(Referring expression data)
- - -

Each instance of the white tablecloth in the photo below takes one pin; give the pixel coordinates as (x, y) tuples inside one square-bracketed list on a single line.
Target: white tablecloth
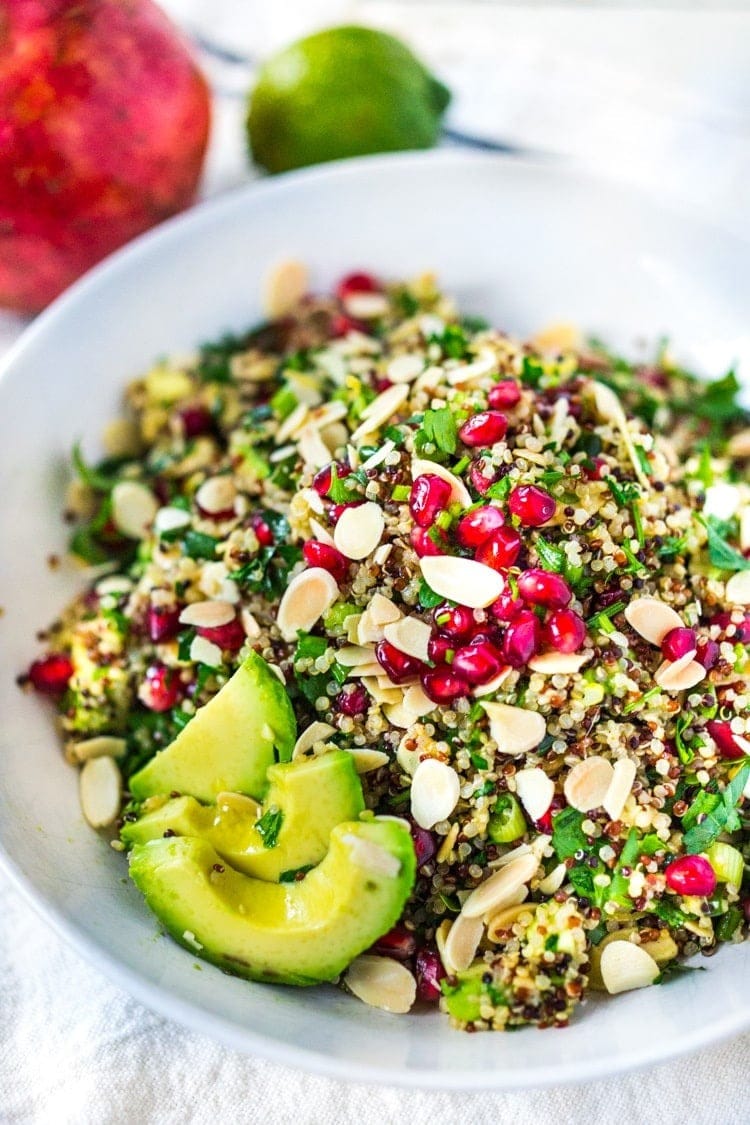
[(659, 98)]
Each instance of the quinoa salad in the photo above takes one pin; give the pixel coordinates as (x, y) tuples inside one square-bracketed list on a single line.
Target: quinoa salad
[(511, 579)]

- - -

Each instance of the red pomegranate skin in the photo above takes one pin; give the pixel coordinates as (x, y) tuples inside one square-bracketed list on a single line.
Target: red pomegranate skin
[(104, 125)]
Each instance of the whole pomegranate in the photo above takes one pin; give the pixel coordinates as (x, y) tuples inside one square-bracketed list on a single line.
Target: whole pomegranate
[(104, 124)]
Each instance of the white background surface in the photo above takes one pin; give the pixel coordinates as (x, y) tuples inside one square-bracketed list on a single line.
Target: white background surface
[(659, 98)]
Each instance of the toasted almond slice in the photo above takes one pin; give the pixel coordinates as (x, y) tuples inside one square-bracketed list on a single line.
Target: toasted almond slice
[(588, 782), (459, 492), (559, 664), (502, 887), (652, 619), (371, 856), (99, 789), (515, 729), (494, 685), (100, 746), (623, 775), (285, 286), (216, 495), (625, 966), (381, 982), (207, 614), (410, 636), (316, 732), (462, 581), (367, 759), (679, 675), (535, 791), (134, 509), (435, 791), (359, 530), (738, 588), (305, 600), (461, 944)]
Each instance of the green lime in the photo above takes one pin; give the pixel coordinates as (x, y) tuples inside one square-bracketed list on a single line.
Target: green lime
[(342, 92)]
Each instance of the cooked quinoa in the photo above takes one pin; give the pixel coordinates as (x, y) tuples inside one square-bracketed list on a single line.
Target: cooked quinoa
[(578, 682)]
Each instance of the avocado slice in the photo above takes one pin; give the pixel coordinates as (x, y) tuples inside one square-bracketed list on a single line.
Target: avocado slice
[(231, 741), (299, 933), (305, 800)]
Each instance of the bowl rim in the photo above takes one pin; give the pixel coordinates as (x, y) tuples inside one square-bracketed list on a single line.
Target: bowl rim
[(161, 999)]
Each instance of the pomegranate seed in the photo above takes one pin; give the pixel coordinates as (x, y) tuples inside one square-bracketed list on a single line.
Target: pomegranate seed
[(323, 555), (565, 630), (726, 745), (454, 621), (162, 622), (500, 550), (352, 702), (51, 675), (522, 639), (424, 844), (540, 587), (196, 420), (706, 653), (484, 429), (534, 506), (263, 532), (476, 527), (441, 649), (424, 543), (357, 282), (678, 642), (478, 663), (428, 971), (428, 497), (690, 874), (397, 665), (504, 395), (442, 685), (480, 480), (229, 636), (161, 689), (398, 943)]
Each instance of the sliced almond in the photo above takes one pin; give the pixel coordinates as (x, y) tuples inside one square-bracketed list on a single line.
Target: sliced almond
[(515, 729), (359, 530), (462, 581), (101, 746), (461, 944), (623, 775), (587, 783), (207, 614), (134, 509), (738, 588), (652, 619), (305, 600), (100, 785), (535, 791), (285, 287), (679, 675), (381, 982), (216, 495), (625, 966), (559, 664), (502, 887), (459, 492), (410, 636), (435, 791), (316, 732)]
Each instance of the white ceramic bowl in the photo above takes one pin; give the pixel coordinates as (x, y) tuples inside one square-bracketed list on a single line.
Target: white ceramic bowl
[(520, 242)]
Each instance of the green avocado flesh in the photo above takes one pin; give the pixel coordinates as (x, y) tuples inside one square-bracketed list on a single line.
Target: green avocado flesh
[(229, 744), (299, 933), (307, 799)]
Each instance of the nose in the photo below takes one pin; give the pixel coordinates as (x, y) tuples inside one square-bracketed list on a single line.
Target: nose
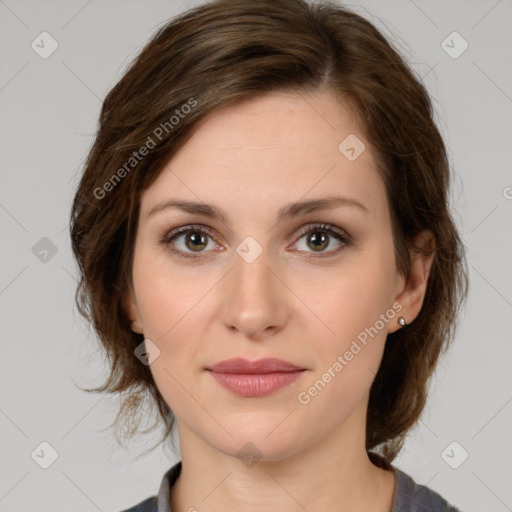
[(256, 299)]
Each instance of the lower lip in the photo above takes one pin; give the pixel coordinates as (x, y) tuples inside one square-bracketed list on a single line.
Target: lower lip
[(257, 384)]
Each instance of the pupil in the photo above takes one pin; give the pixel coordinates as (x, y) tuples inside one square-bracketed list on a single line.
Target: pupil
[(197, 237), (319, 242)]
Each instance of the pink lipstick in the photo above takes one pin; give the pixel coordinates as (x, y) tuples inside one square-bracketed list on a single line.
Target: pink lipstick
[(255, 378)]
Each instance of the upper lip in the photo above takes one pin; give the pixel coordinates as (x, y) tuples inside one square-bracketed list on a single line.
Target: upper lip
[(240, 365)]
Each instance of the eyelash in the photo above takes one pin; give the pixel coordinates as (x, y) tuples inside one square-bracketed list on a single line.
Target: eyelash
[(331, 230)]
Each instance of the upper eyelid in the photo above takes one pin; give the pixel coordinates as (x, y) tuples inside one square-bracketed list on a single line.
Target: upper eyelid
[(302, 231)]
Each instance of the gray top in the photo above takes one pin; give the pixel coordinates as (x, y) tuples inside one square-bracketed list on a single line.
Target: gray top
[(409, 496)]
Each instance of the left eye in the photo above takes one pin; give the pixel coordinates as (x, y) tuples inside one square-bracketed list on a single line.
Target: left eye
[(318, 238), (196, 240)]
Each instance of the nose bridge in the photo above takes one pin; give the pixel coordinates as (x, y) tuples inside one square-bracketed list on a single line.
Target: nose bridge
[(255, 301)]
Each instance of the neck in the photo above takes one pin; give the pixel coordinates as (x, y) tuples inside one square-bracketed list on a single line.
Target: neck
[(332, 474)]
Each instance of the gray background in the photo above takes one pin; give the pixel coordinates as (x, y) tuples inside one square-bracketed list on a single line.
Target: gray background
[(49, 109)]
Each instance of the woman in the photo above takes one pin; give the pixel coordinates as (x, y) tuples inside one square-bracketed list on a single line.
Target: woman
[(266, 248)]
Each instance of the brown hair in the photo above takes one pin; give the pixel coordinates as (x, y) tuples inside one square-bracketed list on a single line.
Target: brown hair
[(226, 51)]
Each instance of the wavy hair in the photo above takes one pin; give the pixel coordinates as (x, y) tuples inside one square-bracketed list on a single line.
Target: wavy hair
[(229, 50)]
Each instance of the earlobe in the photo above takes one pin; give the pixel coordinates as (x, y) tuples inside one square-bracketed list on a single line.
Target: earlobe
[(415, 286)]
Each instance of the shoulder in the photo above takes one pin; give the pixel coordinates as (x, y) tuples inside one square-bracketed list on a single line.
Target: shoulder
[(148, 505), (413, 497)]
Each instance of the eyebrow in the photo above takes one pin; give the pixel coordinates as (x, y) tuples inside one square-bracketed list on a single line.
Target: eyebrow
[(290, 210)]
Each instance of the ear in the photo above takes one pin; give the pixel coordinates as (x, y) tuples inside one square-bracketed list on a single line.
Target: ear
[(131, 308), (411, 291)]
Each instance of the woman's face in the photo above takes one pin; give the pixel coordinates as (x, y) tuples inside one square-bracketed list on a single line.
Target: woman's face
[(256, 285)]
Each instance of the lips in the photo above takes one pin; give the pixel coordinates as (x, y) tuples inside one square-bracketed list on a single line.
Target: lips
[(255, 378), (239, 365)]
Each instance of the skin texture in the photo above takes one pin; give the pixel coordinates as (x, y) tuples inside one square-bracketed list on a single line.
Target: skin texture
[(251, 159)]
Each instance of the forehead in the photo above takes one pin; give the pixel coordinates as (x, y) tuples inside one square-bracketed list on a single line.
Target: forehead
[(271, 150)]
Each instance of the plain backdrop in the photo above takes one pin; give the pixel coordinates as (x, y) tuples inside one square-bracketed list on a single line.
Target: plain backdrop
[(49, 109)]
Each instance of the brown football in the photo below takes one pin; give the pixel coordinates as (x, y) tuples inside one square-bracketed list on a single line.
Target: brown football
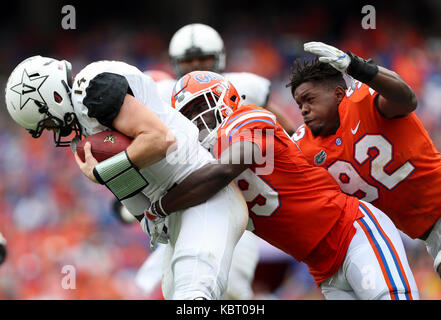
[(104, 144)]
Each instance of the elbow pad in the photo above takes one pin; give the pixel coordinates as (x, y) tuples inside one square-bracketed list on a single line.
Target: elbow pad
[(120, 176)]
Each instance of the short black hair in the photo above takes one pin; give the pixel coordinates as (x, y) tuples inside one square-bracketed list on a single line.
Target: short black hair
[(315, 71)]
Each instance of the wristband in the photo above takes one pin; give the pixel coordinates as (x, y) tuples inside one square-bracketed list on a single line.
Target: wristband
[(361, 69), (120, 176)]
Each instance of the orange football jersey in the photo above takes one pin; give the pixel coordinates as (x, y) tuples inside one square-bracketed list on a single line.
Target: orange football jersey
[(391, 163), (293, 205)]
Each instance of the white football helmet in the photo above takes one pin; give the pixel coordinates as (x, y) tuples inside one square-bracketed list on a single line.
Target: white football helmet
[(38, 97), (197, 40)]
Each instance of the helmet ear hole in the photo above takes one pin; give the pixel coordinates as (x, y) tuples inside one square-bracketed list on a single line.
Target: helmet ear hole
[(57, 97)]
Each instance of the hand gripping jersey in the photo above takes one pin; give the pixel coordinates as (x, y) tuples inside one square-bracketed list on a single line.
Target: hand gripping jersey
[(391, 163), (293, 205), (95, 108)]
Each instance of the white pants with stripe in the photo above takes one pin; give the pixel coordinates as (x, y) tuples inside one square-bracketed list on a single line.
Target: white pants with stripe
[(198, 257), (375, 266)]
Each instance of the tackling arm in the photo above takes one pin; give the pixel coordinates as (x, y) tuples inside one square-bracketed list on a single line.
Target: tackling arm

- - -

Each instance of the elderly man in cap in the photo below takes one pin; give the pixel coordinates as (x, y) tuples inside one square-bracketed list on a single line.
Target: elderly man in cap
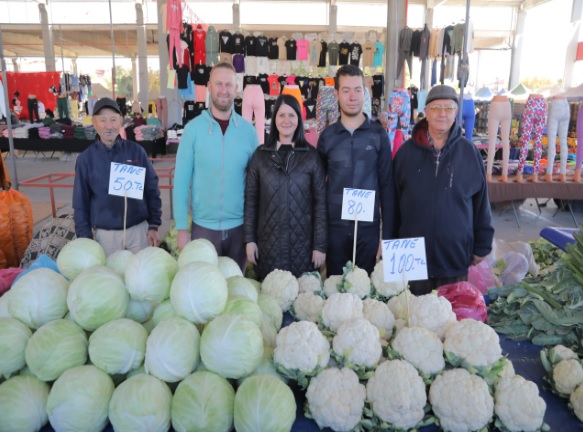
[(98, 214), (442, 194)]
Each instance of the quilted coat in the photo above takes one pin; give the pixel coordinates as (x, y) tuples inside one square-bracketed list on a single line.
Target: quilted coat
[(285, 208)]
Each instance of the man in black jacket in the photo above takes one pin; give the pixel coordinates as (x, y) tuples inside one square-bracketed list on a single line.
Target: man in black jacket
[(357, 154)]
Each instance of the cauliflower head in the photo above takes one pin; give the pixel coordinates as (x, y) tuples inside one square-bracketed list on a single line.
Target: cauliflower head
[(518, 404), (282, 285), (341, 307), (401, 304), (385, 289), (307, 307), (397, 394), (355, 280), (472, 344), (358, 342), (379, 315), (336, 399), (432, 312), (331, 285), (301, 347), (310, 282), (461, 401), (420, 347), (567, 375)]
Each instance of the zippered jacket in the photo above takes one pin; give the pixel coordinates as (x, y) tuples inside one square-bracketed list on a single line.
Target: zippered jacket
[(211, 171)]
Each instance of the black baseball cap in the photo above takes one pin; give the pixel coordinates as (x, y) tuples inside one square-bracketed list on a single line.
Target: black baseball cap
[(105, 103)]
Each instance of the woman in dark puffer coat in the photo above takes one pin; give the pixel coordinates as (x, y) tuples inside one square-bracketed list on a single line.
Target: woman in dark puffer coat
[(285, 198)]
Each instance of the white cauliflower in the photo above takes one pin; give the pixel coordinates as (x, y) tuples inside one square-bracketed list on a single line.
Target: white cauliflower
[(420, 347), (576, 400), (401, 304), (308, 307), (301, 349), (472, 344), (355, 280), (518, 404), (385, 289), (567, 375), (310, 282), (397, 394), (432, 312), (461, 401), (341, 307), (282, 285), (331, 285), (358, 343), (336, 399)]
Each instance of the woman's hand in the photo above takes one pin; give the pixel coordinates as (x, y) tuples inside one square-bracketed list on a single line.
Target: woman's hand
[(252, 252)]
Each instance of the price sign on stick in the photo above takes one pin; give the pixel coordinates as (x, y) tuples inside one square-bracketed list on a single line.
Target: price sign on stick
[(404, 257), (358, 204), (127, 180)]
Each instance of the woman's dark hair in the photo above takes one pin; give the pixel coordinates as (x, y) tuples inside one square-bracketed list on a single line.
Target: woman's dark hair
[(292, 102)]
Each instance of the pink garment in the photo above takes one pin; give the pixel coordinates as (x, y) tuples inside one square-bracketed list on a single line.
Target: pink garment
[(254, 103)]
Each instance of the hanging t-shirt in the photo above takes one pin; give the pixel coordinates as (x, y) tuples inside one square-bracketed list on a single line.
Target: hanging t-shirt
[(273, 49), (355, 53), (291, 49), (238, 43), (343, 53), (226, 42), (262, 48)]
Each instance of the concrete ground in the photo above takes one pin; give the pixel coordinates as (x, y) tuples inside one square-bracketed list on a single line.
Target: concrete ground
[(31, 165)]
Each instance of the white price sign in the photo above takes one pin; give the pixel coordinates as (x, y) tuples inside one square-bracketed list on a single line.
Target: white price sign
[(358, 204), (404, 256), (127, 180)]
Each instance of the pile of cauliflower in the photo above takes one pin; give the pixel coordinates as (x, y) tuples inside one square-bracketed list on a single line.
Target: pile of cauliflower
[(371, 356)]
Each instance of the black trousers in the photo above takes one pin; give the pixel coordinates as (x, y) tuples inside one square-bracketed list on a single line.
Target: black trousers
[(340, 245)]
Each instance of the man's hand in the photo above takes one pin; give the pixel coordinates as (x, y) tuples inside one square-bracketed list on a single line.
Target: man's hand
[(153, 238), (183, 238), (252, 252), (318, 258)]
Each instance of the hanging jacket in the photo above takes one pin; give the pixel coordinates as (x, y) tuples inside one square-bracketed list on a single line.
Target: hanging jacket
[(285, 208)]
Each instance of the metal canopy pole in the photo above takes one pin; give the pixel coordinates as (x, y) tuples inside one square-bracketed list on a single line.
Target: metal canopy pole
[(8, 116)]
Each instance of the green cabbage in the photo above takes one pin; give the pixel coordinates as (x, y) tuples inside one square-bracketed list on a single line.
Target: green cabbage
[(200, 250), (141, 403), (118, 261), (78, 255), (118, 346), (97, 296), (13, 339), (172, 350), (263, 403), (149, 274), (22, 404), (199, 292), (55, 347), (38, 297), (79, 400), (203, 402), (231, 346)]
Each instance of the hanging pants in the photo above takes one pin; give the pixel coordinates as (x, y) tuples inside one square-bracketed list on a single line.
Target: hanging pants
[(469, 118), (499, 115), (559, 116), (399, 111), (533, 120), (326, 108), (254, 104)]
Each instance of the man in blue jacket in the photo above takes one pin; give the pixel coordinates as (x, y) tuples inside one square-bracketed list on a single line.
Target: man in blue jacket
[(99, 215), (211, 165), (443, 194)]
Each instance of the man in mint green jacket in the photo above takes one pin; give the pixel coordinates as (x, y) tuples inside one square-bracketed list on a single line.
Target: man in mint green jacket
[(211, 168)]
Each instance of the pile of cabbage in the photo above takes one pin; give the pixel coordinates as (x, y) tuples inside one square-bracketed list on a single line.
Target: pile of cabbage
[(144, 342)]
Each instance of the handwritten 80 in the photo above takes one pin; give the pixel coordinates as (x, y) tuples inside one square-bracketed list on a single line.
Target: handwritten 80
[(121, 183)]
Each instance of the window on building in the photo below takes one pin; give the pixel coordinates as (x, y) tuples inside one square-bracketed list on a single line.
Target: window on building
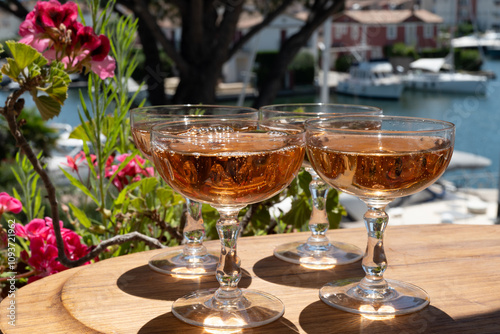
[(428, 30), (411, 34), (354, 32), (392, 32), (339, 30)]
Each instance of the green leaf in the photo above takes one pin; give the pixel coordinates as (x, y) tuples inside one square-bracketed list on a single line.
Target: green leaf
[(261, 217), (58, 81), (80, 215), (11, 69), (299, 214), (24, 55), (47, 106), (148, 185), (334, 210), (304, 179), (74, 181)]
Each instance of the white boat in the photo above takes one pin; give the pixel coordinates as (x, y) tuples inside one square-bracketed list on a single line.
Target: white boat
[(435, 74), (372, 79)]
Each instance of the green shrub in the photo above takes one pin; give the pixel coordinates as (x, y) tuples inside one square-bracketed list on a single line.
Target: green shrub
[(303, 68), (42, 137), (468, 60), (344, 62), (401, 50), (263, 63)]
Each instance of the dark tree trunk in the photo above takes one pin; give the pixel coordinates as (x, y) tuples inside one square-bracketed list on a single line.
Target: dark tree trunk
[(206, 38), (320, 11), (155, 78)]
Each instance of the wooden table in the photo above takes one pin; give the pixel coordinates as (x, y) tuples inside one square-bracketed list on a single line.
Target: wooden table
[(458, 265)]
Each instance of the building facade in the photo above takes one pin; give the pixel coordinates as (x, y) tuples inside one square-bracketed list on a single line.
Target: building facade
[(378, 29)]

- - -

▶ _How to complete this task_: The required answer is the run of lines above, starting at the line with "Each instance of the hanging t-shirt" and ending at the line with "Each instance of the hanging jacket", reproduced exactly with both ends.

▶ _Task output_:
Each instance of the hanging t-shirt in the photo above takes one pin; give the pixel coordinates as (x, y) tuples inside one square-bracketed list on a single line.
Target: hanging t-shirt
[(273, 49), (355, 53), (291, 49), (238, 43), (343, 53), (226, 42), (262, 48)]
Each instance of the concrete ground in the photo above takes one pin; give the pixel coordinates as (x, y) tuples inside one square-bracketed list on a single line.
Target: concrete ground
[(31, 165)]
Each instance of the white price sign in the photo above takes one pin; give the pixel coordinates as (x, y) tuples inside one square-bracketed list on a single line.
Target: white price sign
[(358, 204), (404, 256), (127, 180)]
Each instance of the pile of cauliflower in the photo above takes one pin; give the pixel coordinates as (x, y) tuples inside one square-bracketed list on a single line.
Target: pile of cauliflower
[(371, 356)]
Each instance of the black trousers in the photo above takes one pin; give the pixel coordinates as (x, y) tuples inside one square-bracketed list on a single line.
Target: black trousers
[(340, 245)]
Each instance of the man's hand in the photo above takes one pin; give the pixel coordinates as (x, y) tuples inside one square-bracketed list on a single line.
Target: man's hand
[(153, 238), (183, 238), (252, 252), (318, 258)]
Each instance of the hanging jacket in the photo above takes one pin; give the pixel coordinates as (x, y) tuples inside one square-bracketed list on a single line.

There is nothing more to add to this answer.